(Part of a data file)
########################################

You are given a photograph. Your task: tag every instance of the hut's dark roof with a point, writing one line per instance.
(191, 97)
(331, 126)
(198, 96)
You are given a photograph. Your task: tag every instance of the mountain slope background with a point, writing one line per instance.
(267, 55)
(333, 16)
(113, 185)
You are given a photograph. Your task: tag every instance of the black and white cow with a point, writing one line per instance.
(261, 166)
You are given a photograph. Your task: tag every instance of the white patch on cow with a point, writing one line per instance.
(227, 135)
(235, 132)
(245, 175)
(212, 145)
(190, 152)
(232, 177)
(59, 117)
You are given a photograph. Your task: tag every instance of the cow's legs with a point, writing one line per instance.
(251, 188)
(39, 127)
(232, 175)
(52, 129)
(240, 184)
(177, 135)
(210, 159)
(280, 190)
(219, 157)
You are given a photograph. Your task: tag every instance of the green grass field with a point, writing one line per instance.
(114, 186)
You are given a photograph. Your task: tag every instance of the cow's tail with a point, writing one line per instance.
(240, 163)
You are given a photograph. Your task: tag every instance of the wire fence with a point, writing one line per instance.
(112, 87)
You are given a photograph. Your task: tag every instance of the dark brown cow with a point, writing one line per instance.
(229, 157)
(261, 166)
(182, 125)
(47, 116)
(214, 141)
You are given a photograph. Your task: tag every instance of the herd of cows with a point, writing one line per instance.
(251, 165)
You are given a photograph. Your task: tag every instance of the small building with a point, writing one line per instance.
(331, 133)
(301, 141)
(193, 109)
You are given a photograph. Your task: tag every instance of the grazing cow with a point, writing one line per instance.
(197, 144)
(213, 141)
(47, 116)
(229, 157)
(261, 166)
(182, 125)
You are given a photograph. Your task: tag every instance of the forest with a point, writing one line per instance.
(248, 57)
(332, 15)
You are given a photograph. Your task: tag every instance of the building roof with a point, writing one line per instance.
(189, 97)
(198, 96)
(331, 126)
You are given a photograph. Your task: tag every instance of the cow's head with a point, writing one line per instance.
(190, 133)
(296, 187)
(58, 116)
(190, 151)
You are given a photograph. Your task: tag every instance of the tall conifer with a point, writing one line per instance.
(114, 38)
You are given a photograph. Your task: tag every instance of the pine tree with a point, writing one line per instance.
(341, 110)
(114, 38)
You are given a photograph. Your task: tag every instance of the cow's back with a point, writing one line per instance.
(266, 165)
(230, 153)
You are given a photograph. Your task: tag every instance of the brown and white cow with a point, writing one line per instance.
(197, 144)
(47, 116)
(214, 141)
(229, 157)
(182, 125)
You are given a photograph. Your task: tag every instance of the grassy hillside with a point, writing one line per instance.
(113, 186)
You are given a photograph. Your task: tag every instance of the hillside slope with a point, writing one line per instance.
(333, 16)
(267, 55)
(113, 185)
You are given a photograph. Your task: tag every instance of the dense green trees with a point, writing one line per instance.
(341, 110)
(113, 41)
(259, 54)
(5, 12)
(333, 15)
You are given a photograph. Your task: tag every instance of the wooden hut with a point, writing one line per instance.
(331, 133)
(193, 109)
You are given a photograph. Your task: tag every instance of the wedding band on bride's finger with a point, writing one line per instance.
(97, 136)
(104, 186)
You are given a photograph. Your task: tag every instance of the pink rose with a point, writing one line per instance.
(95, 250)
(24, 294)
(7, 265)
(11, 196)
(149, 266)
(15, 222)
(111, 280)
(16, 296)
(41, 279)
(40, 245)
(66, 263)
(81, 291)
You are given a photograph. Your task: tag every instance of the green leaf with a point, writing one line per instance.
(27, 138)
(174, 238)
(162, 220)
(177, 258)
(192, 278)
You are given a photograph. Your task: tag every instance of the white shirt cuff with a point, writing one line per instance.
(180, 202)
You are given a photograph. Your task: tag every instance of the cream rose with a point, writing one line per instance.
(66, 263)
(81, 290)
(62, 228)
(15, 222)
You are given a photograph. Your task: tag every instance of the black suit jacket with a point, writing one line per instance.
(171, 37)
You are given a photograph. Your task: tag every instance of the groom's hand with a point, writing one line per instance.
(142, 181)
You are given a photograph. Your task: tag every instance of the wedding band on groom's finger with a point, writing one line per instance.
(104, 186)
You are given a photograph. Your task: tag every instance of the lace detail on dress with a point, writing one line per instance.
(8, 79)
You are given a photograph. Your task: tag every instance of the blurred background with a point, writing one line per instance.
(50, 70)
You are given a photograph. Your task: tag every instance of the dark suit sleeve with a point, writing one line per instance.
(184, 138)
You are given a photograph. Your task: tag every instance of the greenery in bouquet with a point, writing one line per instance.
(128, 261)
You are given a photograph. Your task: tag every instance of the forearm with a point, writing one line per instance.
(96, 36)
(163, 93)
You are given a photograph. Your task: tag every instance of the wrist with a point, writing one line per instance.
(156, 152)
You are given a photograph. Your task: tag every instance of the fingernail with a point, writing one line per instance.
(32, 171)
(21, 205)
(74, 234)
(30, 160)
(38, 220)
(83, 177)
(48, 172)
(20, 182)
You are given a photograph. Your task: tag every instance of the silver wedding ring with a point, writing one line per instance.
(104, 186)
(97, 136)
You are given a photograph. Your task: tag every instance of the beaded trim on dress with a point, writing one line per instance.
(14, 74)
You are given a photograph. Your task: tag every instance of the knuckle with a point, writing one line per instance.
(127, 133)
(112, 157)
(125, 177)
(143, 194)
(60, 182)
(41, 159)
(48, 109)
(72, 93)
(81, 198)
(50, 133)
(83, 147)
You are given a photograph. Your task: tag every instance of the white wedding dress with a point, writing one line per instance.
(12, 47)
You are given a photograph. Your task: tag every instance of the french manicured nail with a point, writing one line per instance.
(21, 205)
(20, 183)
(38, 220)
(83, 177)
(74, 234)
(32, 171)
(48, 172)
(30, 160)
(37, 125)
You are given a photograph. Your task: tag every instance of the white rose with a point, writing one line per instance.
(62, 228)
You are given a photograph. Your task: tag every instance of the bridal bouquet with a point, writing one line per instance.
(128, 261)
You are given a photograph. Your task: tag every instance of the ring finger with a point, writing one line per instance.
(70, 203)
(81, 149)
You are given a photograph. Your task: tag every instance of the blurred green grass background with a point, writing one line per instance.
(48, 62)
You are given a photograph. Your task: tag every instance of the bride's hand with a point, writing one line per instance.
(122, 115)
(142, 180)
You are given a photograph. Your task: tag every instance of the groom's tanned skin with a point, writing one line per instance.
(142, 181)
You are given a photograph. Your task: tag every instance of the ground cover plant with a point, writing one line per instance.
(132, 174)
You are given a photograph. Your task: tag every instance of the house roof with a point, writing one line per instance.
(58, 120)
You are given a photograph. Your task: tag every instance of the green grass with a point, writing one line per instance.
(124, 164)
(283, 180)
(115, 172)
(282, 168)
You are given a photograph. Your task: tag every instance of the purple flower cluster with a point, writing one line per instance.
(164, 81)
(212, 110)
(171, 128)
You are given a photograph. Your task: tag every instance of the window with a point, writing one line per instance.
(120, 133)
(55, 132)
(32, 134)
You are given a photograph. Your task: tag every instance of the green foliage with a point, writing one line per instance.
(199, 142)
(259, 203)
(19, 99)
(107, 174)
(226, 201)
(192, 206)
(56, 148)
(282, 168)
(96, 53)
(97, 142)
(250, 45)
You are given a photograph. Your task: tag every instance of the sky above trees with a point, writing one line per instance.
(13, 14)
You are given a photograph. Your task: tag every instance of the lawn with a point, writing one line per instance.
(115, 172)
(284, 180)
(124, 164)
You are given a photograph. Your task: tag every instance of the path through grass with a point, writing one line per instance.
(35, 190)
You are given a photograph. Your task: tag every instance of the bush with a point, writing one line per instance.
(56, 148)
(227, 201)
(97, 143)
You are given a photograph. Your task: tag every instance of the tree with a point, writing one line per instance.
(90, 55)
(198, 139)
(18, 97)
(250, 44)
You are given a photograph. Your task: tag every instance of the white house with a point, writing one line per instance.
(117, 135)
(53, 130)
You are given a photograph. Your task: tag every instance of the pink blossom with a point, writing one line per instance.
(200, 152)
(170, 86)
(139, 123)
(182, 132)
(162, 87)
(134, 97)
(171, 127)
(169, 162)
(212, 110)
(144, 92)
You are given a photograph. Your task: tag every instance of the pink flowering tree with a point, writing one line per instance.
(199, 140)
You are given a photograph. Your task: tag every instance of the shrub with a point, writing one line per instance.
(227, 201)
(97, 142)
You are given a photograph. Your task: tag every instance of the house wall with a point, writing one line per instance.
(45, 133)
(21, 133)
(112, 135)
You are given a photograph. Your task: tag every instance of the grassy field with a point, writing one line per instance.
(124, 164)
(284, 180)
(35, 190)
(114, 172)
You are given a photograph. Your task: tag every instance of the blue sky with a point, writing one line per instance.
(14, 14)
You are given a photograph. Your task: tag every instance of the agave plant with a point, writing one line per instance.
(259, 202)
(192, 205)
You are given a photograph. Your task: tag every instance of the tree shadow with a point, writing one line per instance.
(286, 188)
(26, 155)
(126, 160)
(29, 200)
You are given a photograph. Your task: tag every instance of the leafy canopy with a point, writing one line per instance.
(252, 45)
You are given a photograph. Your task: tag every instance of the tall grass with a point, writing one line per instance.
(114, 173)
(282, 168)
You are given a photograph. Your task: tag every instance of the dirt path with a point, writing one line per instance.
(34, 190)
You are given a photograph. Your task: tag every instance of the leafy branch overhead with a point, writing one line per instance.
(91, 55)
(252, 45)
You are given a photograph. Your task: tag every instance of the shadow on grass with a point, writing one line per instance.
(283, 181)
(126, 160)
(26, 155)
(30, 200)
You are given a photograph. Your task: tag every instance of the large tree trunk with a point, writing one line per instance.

########################################

Print again the material above, limited to the lines from the one holding "the pink flowering" through the last, inclusive.

■ EXERCISE OUTPUT:
You are given a photograph. Your task: tag every instance of the pink flowering tree with a point, writing one line per instance.
(199, 140)
You are given a photograph. Your task: tag every instance of the shrub with a point, writing one line per instance.
(227, 201)
(97, 142)
You are given a photograph. Your task: tag every instance of the house wall with a point, writing one line per instance.
(45, 133)
(21, 133)
(112, 135)
You are given a photograph. Your task: tag every instance of the grassy field with a point, writing one line per instance.
(124, 164)
(284, 180)
(35, 190)
(114, 172)
You are given a photograph. Your task: tag every instance of the blue sky with a point, writing one line per instance.
(14, 14)
You are given a photograph. Your task: tag every instance of the agave plant with a point, writing one line per instance.
(259, 202)
(192, 205)
You are given a photograph. Your task: tag every instance of the tree shadow with a point, writing one line per instance.
(286, 188)
(26, 155)
(126, 160)
(29, 200)
You are given a photograph. Your task: tag every instance of the leafy canopy with a point, writing one line per instance.
(252, 45)
You are given a photograph. Your task: tag every instance of the tall grass with a point, writing one line per instance.
(114, 173)
(282, 168)
You are given a photograph. Your task: tag every instance of the dirt path with a point, writing one line per instance.
(34, 190)
You are given a photograph. Your task: tag every instance of the leafy branch overhead with a point, writing one line per instance.
(91, 55)
(252, 45)
You are given a photograph. Your task: tag every instance of the shadow on grass with a point, writing one line per instance.
(283, 181)
(126, 160)
(26, 155)
(30, 200)
You are given a photograph. Your task: tag every instance of the large tree trunk with a point, writing one line per instance.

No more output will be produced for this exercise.